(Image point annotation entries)
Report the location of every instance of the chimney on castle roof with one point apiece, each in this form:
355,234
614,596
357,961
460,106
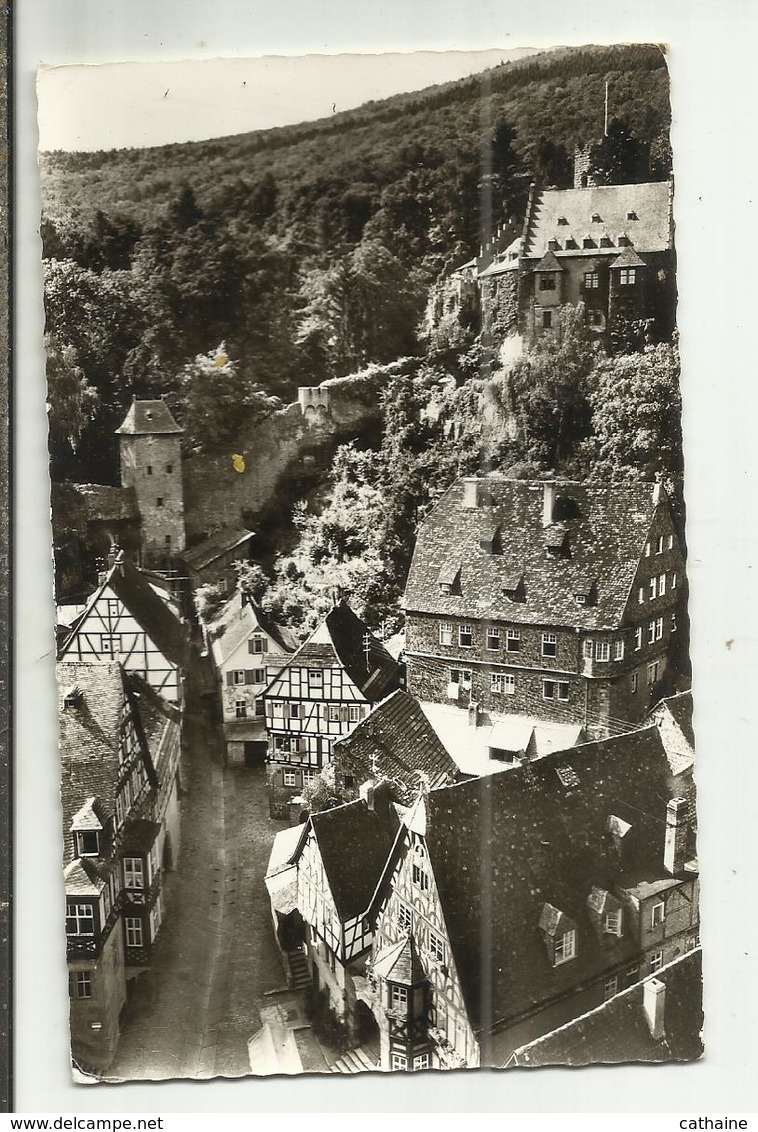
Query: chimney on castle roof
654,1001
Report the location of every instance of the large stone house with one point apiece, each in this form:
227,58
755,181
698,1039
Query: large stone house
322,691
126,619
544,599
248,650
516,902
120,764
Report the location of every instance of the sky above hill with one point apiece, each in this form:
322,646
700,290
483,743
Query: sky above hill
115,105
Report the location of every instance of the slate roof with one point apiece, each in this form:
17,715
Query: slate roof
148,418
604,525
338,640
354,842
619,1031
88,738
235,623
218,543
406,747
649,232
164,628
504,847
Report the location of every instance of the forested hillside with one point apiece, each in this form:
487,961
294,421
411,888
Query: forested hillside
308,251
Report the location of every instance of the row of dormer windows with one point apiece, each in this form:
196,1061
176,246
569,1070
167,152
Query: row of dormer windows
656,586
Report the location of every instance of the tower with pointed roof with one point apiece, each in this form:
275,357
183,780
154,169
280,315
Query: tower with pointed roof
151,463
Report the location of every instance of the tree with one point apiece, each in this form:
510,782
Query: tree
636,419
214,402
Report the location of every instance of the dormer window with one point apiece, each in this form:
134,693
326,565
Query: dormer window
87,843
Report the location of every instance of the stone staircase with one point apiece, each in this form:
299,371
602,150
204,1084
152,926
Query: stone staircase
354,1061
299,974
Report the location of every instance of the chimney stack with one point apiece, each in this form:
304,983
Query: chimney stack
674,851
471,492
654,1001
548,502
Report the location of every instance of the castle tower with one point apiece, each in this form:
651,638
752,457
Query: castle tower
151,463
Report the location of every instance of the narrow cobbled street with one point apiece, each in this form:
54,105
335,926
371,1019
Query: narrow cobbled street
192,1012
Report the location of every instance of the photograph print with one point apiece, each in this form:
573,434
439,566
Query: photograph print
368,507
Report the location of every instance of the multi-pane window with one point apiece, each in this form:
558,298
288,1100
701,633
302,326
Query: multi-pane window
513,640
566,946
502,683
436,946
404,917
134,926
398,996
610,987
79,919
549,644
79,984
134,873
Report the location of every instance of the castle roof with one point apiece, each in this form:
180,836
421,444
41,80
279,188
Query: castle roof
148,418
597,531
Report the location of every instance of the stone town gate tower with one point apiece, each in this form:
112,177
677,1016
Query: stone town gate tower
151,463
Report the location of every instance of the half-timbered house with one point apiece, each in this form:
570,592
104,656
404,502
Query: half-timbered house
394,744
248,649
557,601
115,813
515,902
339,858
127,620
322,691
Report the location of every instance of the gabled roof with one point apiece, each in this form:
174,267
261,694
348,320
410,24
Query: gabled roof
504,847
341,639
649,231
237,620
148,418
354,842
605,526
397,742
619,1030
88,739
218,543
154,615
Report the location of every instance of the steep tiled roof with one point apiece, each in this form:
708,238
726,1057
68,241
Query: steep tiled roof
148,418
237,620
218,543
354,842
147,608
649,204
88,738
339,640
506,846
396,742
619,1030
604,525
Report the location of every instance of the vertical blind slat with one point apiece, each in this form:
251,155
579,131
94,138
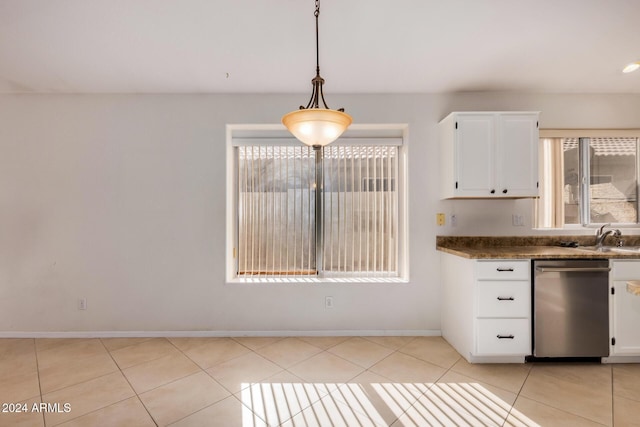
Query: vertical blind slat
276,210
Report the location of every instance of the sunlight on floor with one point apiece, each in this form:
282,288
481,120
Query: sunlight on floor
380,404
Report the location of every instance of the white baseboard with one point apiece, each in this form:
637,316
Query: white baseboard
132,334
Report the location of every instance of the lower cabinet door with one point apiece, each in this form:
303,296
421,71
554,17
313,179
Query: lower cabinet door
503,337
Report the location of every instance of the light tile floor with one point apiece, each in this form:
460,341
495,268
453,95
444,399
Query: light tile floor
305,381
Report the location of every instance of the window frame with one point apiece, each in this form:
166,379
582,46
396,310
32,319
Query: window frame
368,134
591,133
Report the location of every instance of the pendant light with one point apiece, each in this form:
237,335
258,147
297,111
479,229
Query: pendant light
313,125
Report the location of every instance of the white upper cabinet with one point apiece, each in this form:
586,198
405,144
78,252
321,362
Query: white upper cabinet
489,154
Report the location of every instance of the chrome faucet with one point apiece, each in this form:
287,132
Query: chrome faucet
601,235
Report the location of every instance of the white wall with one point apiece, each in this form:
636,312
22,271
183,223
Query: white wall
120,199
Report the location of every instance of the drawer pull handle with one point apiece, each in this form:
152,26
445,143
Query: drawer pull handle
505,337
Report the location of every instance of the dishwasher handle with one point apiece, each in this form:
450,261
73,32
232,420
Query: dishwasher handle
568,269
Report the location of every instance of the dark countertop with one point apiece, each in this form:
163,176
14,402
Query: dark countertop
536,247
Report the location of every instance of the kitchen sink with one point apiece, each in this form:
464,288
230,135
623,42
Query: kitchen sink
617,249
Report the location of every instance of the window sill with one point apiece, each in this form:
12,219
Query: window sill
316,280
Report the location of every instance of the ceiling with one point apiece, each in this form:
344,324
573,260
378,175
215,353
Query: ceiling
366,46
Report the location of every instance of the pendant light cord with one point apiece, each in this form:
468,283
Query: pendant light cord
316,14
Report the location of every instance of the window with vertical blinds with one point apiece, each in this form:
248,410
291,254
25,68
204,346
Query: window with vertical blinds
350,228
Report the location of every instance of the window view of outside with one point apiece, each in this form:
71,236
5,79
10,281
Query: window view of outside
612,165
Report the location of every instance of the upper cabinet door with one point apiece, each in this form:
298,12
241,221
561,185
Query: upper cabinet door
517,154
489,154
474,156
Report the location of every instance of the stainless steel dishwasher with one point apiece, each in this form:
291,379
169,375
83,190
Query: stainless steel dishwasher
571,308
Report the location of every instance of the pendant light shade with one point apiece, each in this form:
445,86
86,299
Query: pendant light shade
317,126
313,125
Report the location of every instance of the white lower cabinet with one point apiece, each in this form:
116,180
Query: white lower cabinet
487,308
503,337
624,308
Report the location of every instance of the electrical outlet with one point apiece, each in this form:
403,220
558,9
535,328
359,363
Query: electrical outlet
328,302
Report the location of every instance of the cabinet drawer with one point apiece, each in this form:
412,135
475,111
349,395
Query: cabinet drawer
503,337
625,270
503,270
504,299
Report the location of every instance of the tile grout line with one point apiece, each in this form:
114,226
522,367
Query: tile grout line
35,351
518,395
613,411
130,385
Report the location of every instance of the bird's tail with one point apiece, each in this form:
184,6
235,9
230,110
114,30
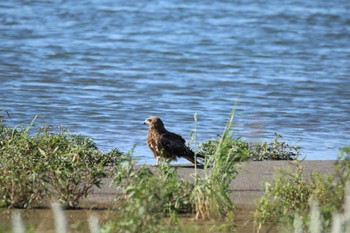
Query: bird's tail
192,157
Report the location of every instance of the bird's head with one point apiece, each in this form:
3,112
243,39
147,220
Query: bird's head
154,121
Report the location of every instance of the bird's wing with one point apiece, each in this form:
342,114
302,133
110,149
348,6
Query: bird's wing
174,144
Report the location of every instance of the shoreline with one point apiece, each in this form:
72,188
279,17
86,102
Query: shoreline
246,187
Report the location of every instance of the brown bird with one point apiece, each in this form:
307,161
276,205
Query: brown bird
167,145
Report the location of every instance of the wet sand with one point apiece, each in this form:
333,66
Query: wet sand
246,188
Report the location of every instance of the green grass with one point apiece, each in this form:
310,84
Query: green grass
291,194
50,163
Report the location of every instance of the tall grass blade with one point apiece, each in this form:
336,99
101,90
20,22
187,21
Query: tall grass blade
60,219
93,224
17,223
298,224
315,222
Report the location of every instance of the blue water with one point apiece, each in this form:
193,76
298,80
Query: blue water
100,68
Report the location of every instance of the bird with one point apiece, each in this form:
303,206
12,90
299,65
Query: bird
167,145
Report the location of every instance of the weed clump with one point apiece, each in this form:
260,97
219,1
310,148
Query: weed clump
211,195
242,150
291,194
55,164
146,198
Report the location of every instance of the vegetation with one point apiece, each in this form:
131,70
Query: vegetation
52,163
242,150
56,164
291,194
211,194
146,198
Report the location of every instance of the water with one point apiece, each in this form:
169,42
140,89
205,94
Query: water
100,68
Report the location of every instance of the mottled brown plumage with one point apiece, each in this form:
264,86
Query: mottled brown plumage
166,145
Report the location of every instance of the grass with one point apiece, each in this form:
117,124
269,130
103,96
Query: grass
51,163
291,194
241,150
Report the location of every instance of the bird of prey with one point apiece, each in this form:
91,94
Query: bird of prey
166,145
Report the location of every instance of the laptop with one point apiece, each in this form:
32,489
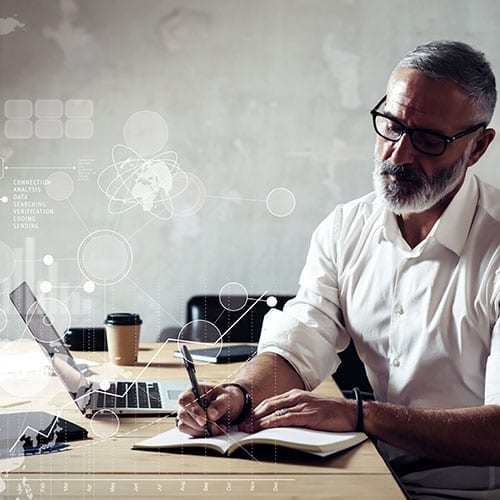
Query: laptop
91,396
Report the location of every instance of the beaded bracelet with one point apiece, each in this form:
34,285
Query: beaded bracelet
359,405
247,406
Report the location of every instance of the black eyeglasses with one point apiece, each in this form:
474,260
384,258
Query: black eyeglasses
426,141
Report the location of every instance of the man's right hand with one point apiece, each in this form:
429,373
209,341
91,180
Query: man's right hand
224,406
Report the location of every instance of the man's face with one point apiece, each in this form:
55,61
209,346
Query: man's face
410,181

Exercise instructions:
Quote, without alteration, the lines running from the line containing "Report the location of every instance of the laptop" to the last line of the entries, and include no pictures.

Exercise result:
Report the location of every instance of the laptop with one point apiece, each in this form:
32,489
Query: laptop
91,396
Report the location of every instance of the beaded bracelet with one point apiece, each in this form:
34,285
Query: beaded bracelet
359,405
247,406
Report the location of every instance of the black eyeglasses with one point apiece, each in this form:
474,260
384,258
Query: black eyeglasses
426,141
Report the location of every instance of the man's right hand with one point apiece, each in this form:
429,373
209,341
91,180
Query: man's right hand
224,406
Report the location of every instance of the man's face with one point apiece, each in this form:
55,61
209,346
Query: man's face
410,181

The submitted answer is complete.